My dear family, according to this answer from Rabbi Tanhuma, the kind of foresight that Jacob showed is one of anticipating the needs of a future generation, OBEYING THE HOLY SPIRIT, and then going out of his way to provide for those future needs. Jacob had no requirement for acacia wood, nor did he have any benefit from them. To the contrary, it must have seemed an unnecessary burden to his family and friends as they carried these acacia trees and trekked all the way through the desert into Egypt. Yet Jacob knew that his DESCENDANTS IN THE FUTURE would need this acacia wood, so he went out of his way to provide for them. Such foresight is so treasured that the Jewish commentary attributes Jacob’s actions to OBEDIENCE to divine insight and guidance of the Holy Spirit (Hebrew : Ruach Ha-Kodesh).

In our own 21st century, two parallels seem clear to me from this text message on Acacia Wood...

  • I) The first is that if our generation does not provide for the care of the planet and all its future inhabitants, then we will call into question the survivability of human life on earth. Like Jacob, we must measure our actions and our choices by their consequences seven generations hence—not by the yardstick of short-term comfort, but of long-term habitability of our planet. Jacob planted the trees that his children would need four hundred years later. How will our choices shape our descendants' lives in four hundred years? Will our choices today leave them with greater wealth and freedom or with less possibilities and bad health?
  • II) The Word of God to the children of Abraham (Galatians 3:6-9) provides the second area where our foresight is needed. Our children can only inherit what we ourselves possess. If we do not plant trees of living Christian-Holy Spirit experiences and passion now, our children will not have the memories, values, or guidance to fall back on later in life. Our Christ-centered faithfulness today will establish the Christ-centered possibilities for our children of tomorrow. As with one from the cloud of witnesses (Hebrews 12:1), the patriarch Jacob, we too must rely on the Holy Spirit (Ruach Ha-Kodesh) as a source of insight and guidance, then translate that insight and guidance into action. Tomorrow begins the moment today is finished. And the work we do today will shape our children's tomorrows.

So, what will be our response to the children and youth of TSH, our community and our nation? What are we willing to plant for them?

▸ TO DO:
1 – In the passage on Jacob and the acacia wood, how many years later did his children need the trees he planted?
2 – Continue the passage on Jacob and the acacia wood from its final sentence.

▸ AVAILABLE DATA:
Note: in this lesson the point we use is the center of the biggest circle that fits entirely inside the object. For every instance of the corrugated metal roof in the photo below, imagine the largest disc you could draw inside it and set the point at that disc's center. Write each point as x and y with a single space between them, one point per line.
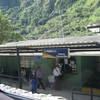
53 42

▸ ANSWERS TO THE EXERCISE:
1 – Four hundred years later.

2 –
I have realized that a Godly vision has no maps, no itinerary to follow, and no destination to envision. Rather, a Vision depends upon hearing a Voice. The organ of faith is the ear, NOT the eye. First and last, future vision is something one “listens” for and NOT “looking” toward a destination. Everything depends upon the relationship between the One who gives vision, and the one who listens to His vision. Vision is a relationship… a relationship of being as a community of Christ. Vision is “Christ in His people”… it is NOT mainly in church programs or in things like a church building. The vision of Christ is “building a big people” (spiritual formation into the image of Christ). We cannot go wrong when we follow Christ’s concerns to discover the Spirit’s truth for our generation and our future geneartions. In this process, God invests Himself through the Holy Spirit and the Church, into the lives of the people He is raising. In turn, through the Godly Vision, the arm of the church reaches out to the widows, the children, the fatherless, the alien, and the poor within our communities in the love of Christ. In this manner, the ‘lost’ will see that the Jesus preached in the sanctuary is the Savior who meets them in the streets. It is the difference between what is nominal in Christian Ministry and what is VITAL is Christian Ministry…. The Acacia Wood in Exodus 25:1-8 is a good example of how a godly vision is incorporated and implemented over seven plus generations…

• Bradley Shavit Artson, The Everyday Torah. McGraw-Hill.